[[ Passage for review, beginning ]]
Russia criticizes Israeli envoy to Ukraine for letter on renaming Kyiv streets

Russian Foreign Ministry spokeswoman slams Michael Brodsky’s ‘flirting’ after he suggests to capital’s mayor that some public places be named for those who saved Jews in Holocaust

Israel's Ambassador to Ukraine, Michael Brodsky, at the Medyka crossing point, on February 27, 2022. (Twitter)
Israel's Ambassador to Ukraine, Michael Brodsky, at the Medyka crossing point, on February 27, 2022. (Twitter)

The Russian Foreign Ministry on Friday took a swipe at Israel’s ambassador to Ukraine for suggesting that some streets and public spaces in Kyiv be named after Ukrainians who saved Jews during the Holocaust.

Kyiv Mayor Vitali Klitschko, a retired heavyweight champion boxer, announced Monday that he will rename streets and sites linked to Russia and Belarus. Citizens can submit suggestions through the end of the month.

Israeli Ambassador Michael Brodsky penned Klitschko a letter in which he floated the idea of renaming some streets and places for Ukrainians recognized by Yad Vashem as Righteous Among the Nations.
[[ Passage for review, end ]]
About this exercise: Reproduce the news report on Russia's criticism of Israel's envoy to Ukraine word for word, in full.
[[ Dataset records, beginning ]]
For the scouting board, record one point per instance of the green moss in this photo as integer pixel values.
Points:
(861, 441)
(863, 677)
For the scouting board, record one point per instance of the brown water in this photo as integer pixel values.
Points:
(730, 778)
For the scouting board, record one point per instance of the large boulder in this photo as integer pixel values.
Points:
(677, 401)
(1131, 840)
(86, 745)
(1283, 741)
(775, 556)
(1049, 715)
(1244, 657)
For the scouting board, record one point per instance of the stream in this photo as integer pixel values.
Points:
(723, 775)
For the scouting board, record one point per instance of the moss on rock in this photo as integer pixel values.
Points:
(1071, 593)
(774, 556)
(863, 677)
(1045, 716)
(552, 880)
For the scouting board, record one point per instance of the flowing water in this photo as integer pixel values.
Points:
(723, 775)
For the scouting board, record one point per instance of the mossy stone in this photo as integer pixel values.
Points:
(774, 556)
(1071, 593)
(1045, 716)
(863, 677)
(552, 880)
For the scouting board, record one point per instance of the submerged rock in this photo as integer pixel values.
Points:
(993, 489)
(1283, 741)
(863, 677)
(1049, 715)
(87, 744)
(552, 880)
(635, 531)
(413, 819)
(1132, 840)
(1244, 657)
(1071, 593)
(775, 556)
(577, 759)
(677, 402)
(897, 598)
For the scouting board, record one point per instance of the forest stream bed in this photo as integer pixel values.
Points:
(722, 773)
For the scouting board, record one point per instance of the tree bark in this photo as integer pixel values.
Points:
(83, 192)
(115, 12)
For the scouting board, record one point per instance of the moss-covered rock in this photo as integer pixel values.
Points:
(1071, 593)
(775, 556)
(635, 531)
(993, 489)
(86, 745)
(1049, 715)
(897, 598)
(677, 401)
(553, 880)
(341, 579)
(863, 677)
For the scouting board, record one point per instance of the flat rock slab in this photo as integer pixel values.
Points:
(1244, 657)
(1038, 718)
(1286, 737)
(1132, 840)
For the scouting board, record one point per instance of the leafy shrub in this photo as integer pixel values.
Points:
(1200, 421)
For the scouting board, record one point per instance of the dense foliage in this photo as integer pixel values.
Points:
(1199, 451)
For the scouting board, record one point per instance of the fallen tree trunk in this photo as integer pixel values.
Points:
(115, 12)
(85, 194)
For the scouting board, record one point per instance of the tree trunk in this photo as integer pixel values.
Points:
[[ Dataset records, end ]]
The completed task:
Russia criticizes Israeli envoy to Ukraine for letter on renaming Kyiv streets

Russian Foreign Ministry spokeswoman slams Michael Brodsky’s ‘flirting’ after he suggests to capital’s mayor that some public places be named for those who saved Jews in Holocaust

Israel's Ambassador to Ukraine, Michael Brodsky, at the Medyka crossing point, on February 27, 2022. (Twitter)
Israel's Ambassador to Ukraine, Michael Brodsky, at the Medyka crossing point, on February 27, 2022. (Twitter)

The Russian Foreign Ministry on Friday took a swipe at Israel’s ambassador to Ukraine for suggesting that some streets and public spaces in Kyiv be named after Ukrainians who saved Jews during the Holocaust.

Kyiv Mayor Vitali Klitschko, a retired heavyweight champion boxer, announced Monday that he will rename streets and sites linked to Russia and Belarus. Citizens can submit suggestions through the end of the month.

Israeli Ambassador Michael Brodsky penned Klitschko a letter in which he floated the idea of renaming some streets and places for Ukrainians recognized by Yad Vashem as Righteous Among the Nations.